## Input data
--- Start ---

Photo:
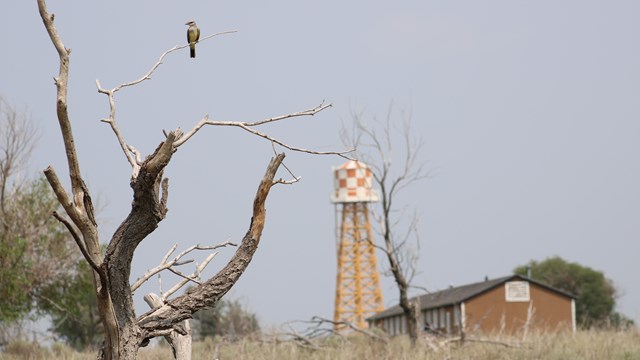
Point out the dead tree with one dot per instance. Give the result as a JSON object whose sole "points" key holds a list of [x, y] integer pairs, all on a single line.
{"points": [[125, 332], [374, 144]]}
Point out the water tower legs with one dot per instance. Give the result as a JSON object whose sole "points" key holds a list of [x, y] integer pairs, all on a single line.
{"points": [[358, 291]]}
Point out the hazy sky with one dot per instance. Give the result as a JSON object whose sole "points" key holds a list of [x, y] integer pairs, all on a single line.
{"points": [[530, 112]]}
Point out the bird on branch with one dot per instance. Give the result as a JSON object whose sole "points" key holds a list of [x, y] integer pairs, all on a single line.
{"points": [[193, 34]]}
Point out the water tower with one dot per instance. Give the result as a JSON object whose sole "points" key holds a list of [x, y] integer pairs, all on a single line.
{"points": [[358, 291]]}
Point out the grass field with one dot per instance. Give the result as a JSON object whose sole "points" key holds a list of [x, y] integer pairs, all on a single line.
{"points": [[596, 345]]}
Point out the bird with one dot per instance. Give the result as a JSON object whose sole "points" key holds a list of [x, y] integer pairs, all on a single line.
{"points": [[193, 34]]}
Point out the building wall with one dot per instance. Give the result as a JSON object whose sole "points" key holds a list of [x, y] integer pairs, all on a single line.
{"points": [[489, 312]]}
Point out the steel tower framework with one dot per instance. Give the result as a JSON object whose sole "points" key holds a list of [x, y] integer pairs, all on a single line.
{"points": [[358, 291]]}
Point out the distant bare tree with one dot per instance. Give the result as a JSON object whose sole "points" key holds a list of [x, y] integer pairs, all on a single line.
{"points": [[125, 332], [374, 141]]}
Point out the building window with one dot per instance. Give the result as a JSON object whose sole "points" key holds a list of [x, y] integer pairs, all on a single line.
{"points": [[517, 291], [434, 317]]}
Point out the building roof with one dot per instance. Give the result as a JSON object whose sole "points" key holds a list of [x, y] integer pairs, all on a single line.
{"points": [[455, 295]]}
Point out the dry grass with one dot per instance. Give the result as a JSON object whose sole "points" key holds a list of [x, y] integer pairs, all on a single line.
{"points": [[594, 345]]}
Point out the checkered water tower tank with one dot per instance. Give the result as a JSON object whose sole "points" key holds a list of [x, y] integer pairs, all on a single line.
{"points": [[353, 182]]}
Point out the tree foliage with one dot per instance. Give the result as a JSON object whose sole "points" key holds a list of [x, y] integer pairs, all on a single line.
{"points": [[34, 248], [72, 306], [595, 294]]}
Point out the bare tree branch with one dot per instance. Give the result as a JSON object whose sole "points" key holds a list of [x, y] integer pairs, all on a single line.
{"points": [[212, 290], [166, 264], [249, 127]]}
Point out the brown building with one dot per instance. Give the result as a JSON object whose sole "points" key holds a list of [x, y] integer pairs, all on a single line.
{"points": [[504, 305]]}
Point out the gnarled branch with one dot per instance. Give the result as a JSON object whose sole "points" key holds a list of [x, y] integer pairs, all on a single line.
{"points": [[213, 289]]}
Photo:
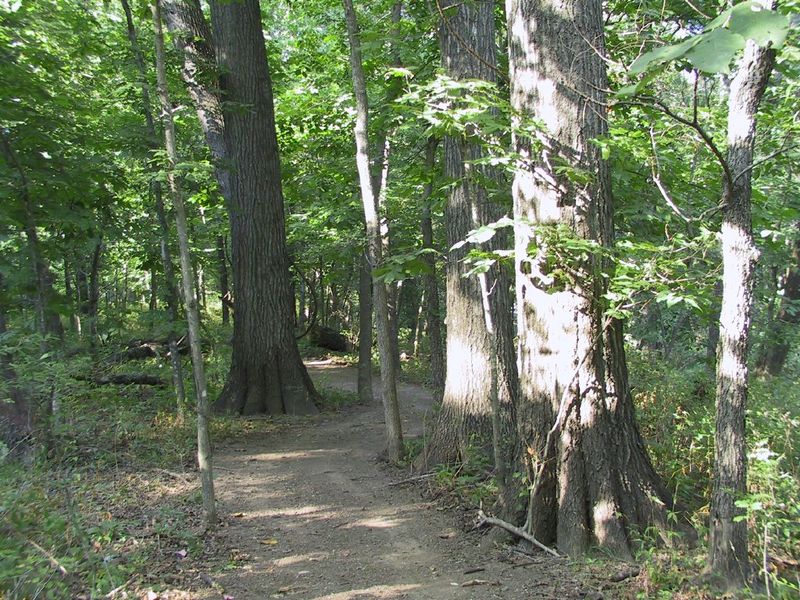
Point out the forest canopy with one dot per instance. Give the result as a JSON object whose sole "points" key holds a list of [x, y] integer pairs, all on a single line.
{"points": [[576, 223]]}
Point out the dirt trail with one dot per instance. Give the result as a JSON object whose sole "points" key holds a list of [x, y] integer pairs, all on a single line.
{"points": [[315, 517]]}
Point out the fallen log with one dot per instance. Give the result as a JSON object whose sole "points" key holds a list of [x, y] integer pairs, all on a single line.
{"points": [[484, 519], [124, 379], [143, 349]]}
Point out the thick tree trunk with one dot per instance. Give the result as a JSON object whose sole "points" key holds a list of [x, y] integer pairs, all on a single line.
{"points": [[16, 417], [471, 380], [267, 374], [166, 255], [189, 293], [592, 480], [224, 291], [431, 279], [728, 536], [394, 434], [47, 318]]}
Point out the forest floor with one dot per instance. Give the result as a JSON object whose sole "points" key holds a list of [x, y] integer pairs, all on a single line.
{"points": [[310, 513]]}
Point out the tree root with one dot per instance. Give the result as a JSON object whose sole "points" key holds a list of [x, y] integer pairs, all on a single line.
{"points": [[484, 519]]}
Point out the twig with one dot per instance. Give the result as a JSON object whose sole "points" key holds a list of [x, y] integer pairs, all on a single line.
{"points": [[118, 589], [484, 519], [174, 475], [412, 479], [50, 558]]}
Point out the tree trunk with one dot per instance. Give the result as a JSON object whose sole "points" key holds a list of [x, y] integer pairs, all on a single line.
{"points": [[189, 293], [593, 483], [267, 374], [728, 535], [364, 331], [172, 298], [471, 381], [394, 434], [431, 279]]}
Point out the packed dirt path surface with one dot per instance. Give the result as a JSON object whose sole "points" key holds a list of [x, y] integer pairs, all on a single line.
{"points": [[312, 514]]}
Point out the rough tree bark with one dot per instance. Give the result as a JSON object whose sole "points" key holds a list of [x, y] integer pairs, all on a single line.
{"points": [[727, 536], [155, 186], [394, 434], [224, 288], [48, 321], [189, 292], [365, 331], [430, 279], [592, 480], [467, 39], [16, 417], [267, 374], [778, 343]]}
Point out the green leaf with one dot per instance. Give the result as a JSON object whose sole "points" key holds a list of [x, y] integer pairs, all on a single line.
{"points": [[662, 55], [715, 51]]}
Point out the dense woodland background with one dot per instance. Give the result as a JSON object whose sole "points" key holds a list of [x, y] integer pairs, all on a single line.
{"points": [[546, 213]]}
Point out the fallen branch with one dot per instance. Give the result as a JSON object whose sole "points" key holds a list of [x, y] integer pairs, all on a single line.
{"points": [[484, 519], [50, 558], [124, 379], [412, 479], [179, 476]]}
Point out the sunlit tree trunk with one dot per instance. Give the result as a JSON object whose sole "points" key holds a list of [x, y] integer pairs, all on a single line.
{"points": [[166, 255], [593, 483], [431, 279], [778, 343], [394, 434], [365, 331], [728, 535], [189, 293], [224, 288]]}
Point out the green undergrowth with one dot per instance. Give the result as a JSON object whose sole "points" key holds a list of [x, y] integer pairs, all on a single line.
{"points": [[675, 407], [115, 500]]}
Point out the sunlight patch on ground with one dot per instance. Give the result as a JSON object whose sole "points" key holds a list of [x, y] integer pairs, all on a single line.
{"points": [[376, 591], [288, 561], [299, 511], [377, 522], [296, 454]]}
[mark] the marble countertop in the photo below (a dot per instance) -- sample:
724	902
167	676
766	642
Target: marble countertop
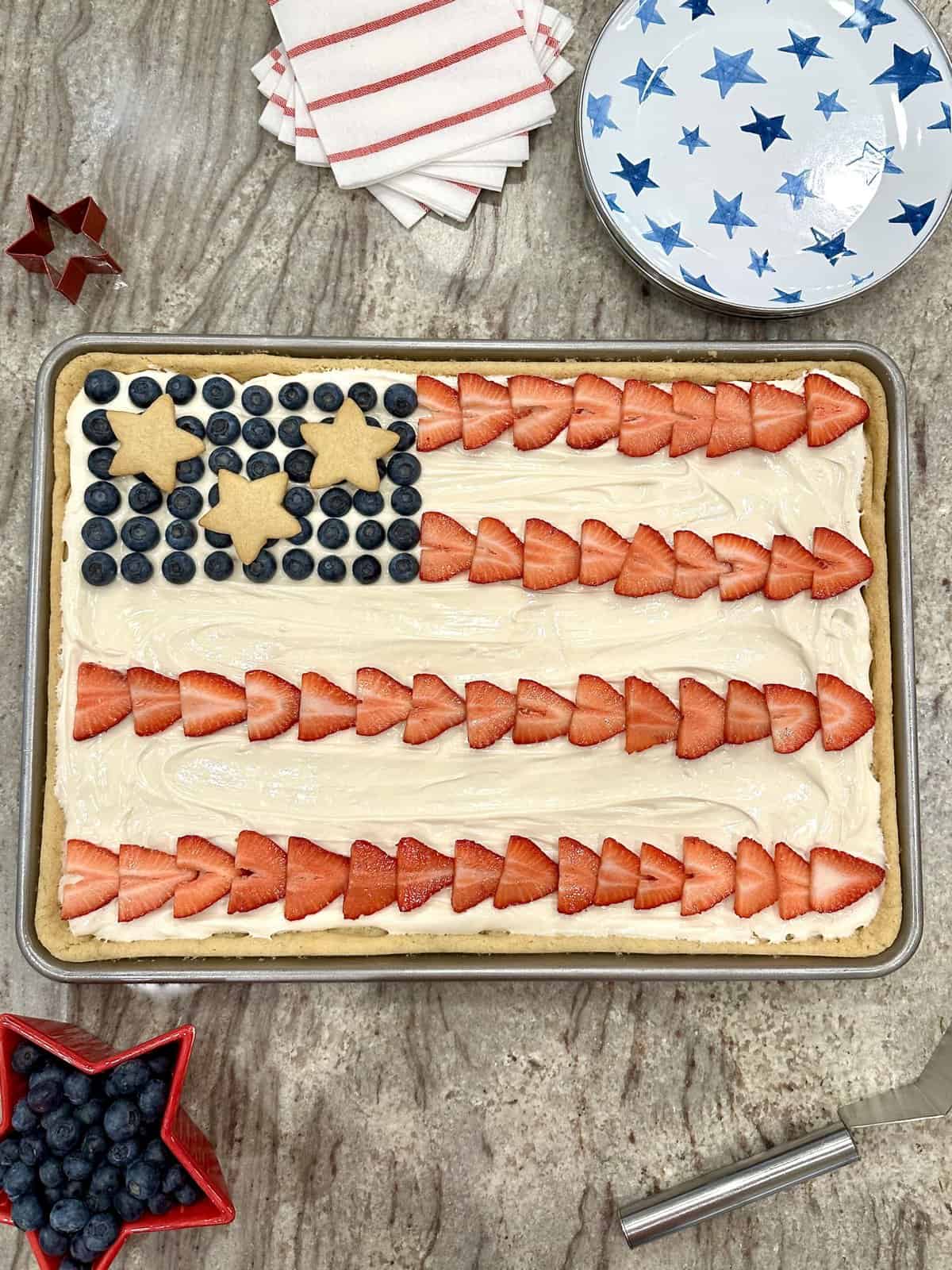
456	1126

--- End ---

## Task brief
Working from the line that contains "Point out the dense" to the last line of the listing, please quote each line exactly, pictures excluded.

## Written response
Point out the dense woodland background with one dot per instance. Give the result as a JSON object whose sole "points" key holds a list of [x, y] integer pairs, all on a single line.
{"points": [[546, 213]]}
Point out the fallen branch with one dot per instance. Give the result as a JSON object whose sole "points" key holds a list of [x, y] integer pairs, all on a single line.
{"points": [[484, 519], [50, 558], [124, 379], [412, 479], [179, 476]]}
Point out the sunlit tree trunk with one dot per instance. Give the result as a JSON object whose sole "points" key holds a list of [x, y] integer pairs, all on a single line.
{"points": [[166, 255], [593, 483], [431, 279], [778, 343], [394, 434], [365, 331], [728, 535], [189, 293], [224, 288]]}
Point out the green undergrowth with one dot per instance. Give the result as a JSON object whose sole "points" key holds a list of [x, y] integer pairs, all on a single line.
{"points": [[675, 407], [115, 500]]}
Point out the sunlight patch on ground with one dot per instance. Give the result as a JSON object whose sole "points" key holds a list of [x, y] integer pairs, all on a single line.
{"points": [[376, 591], [288, 561], [299, 511], [377, 522], [296, 454]]}
[mark] the marble countertop in the photo below (a dot per instance) -- sample:
724	902
167	676
766	642
Target: marble countertop
456	1126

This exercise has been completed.